Yeah, I know the FPS is less than ideal for some applications and I know that I feel much more secure with dual card slots. But I've grown to like this camera a lot more than I ever thought I would. I'm not ready to sell the 5Div but can really see me moving to a 100% mirrorless kit in the future.

I am leaving on a trekking trip next month. Ordinarily, I'd bring a lens triad and my 5Div to give me the most options and best battery life. But you know, when I lift up each camera and compare the weight, I might just bring the RP with 4 or 5 batteries. Anybody out there having similar thoughts?


----------



## old-pr-pix (May 14, 2019)

I went to the dark side several years ago when I bought into the m43 system. The smaller sensor is more than good enough for almost everything I shoot and the lighter lenses are a real bonus. The m43 stuff gets most of my work now days. Yet, I kept my Canon gear - partly because I like the native 3:2 aspect ratio a lot better for wide angle stuff. While the RP isn't the same weight savings as m43 gear, the new bodies and certain lenses (i.e. 70-200) look to be enough smaller than the EF versions to get my attention. It's about time for me to update my older generation Canon lenses anyway.


----------



## neuroanatomist (May 14, 2019)

JPAZ said:


> Anybody out there having similar thoughts?


Not me...the 1D X remains my go-to camera for most uses. The R will definitely be for travel. For an upcoming hike to a mountain top (well, a mountain for New England – in my native California we’d call it a foothill), I’ll probably take the M6.


----------



## jnagooyen (May 14, 2019)

I don't exactly have the same experience as you (I upgraded to the RP from an 80D) but I mirror your thoughts on the RP. I upgraded because I need something that performs better in low light and not that interested in shooting video. Despite all the negative press, I went ahead and purchased it knowing that I'd be using it mostly for landscapes and portraits. I took it out on my first shoot yesterday and really enjoyed using it, the 24-105mm is great and my 85mm 1.8 EF lens performed beautifully on it. I don't get to do much traveling these days with 4 little ones (and probably won't be doing much beyond occasional road trips because airfare will be astronomical) but there's plenty here in San Diego to photograph and I look forward to using it more. Anyway, I felt compelled to respond because the negative opinions far outweigh the positive and I'm hoping more posts/blogs/vlogs, etc reflect the positive aspects of the RP.


----------



## koenkooi (May 14, 2019)

I planned to get an R around the time there was a promotion to rent an R/RP + RF lenses for a week, for free. So I rented the RP + RF50 + RF24-105 + polarizing adapter. I liked it a lot, but hated how it rubbed the skin away near my ring finger. So 2 days into the rental period I bought the EG-E1 and that suddenly made it comfortable to hold and my wife still classified it as 'nice an small'.
In the end I didn't get the R, but bought an RP + 100mm L. A few months later I still don't have any regrets about that decision.


----------



## JPAZ (May 14, 2019)

koenkooi said:


> I bought the EG-E1 and that suddenly made it comfortable to hold and my wife still classified it as 'nice an small'.
══════
* _Tasks_
a) In the camera forum thread, reproduce word for word the part that opens with the words containing "I planned to" and closes with "JPAZ (May 14, 2019)".
b) Resume the forum thread about the Canon RP after its last line.

Dataset excerpts on pointing at objects:
══════
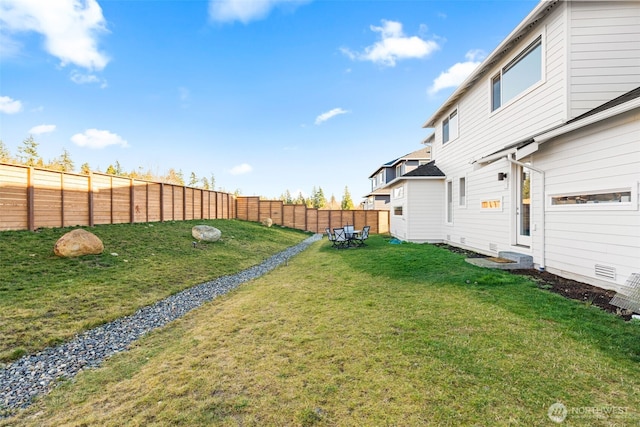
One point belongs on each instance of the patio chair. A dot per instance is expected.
(348, 229)
(341, 238)
(359, 239)
(331, 237)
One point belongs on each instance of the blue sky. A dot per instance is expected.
(265, 95)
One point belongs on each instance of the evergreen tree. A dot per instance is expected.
(28, 153)
(319, 201)
(300, 199)
(286, 198)
(193, 180)
(63, 163)
(205, 183)
(5, 155)
(347, 203)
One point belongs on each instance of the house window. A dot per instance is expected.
(449, 206)
(518, 75)
(596, 197)
(450, 127)
(398, 192)
(463, 191)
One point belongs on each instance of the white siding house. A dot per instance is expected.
(540, 148)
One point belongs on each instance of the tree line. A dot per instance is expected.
(28, 155)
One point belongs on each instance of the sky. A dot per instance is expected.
(262, 95)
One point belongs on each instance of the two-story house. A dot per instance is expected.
(538, 150)
(379, 196)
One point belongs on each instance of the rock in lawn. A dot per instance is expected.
(206, 233)
(77, 243)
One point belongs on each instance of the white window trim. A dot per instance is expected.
(448, 117)
(543, 73)
(466, 192)
(448, 208)
(631, 205)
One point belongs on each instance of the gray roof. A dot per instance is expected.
(428, 169)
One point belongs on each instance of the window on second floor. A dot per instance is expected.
(450, 127)
(519, 74)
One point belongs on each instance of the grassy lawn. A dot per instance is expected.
(405, 335)
(45, 300)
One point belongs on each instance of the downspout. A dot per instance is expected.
(544, 213)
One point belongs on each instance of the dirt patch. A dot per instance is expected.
(568, 288)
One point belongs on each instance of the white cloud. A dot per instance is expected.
(246, 10)
(329, 114)
(82, 79)
(95, 138)
(457, 72)
(40, 129)
(9, 105)
(393, 45)
(70, 28)
(241, 169)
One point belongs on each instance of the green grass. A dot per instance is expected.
(382, 335)
(45, 300)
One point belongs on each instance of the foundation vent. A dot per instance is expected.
(629, 297)
(605, 272)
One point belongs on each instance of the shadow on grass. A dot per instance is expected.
(431, 265)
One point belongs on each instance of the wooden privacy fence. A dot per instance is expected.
(31, 198)
(309, 219)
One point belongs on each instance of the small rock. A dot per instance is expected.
(206, 233)
(78, 242)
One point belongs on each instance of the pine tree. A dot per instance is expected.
(5, 155)
(319, 201)
(193, 180)
(28, 153)
(205, 183)
(347, 203)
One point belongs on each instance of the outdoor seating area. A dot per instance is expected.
(348, 236)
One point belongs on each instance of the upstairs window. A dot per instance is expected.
(450, 127)
(521, 73)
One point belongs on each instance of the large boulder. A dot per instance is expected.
(206, 233)
(78, 242)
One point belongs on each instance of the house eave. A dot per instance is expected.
(542, 9)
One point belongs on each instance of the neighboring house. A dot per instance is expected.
(379, 197)
(540, 148)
══════
* _Answers to the problems_
a)
I planned to get an R around the time there was a promotion to rent an R/RP + RF lenses for a week, for free. So I rented the RP + RF50 + RF24-105 + polarizing adapter. I liked it a lot, but hated how it rubbed the skin away near my ring finger. So 2 days into the rental period I bought the EG-E1 and that suddenly made it comfortable to hold and my wife still classified it as 'nice an small'.
In the end I didn't get the R, but bought an RP + 100mm L. A few months later I still don't have any regrets about that decision.


----------



## JPAZ (May 14, 2019)

b)
The EG-E1 went on mine day 1 and has remained ever since. Just more comfortable. The only downside to the "grip" is needing to attach a ballhead to the thumbscrew but I might go all in and put a plate on the bottom to use my QR clamps. Just noticed the RRS base plate (with or without the L bracket) might be a replacement for the EG-E1 if it give enough added height for my little finger. Anyone try one of these?


----------



## Mt Spokane Photography (May 15, 2019)

JPAZ said:


> When I 1st got this camera, I thought it would be a "back up" body or my quick "grab and go" camera. I do still love my 5Div, but wonder what will happen.
> 
> I find myself passing the DSLR and reaching for the RP instead more and more. Having taken the new camera on a trip to NYC and having used the new camera when taking shots of my grandkids, I've grown to really like using this. With back button focus, the ability to quickly move focus points using my thumb on the touchscreen, and a pretty reasonable sensor, what's not to like? When I've had images with poor focus, it's been my fault. When I've had images where I have been lured into using too slow of a shutter speed (the IS in the RF 24-105 is awfully good) causing motion blur, it's been my fault. The histogram in my viewfinder is reassuring.
> 
> ...


Yes, I find myself reaching for my R rather than my 5D MK IV just because its handier. Its not as good of a camera, but my 5D IV now seems large and clunky. I'm considering selling it because Its easier to take the R with me, even with its faults.


----------



## Random Orbits (May 15, 2019)

Mt Spokane Photography said:


> Yes, I find myself reaching for my R rather than my 5D MK IV just because its handier. Its not as good of a camera, but my 5D IV now seems large and clunky. I'm considering selling it because Its easier to take the R with me, even with its faults.



I like the R for a lot of things, but for sports I still prefer the 5D IV by a large margin. I tried using the R with the 100-400 II for kids' soccer and at first I tried eyeAF in servo (with the new firmware). I was trying it at my younger daughters' game, and at that age, a lot of players clump together, and I found eyeAF to be useless. It wasn't so much that it would get out of eyeAF and draw a box on the body if the head turned or became obstructed, but it was that there were too many kids in frame and it would focus on one that I didn't want constantly and if I select one, it'd jump off if it detected another face. A lot of people rave about the A9 AF system but I don't know how it handles this type of situation where there are multiple people at different distances. How does it know which person to focus on? Or do people just put on subject in the center and hope that it is the closest (largest in frame)? It was interesting seeing how Jared Polin uses a MILC to focus during a Flyers game. He used the central zone but in his shots there was usually only one main subject in that focusing zone.

As a result, I changed it work with how I'd use the 5D4. Select a AF point (usually 1/3 on either the left or right side depending which way the player is going) and put that point on subject and pan/track accordingly. That worked better, but I still didn't like it. The frame rate and the temporary freezing/blackout in the EVF was jarring compared the optical VF in the 5D4, so it was harder to track with the R. After about 15-20 minutes, I switched to the 5D4 and was much more productive.


----------



## deleteme (May 16, 2019)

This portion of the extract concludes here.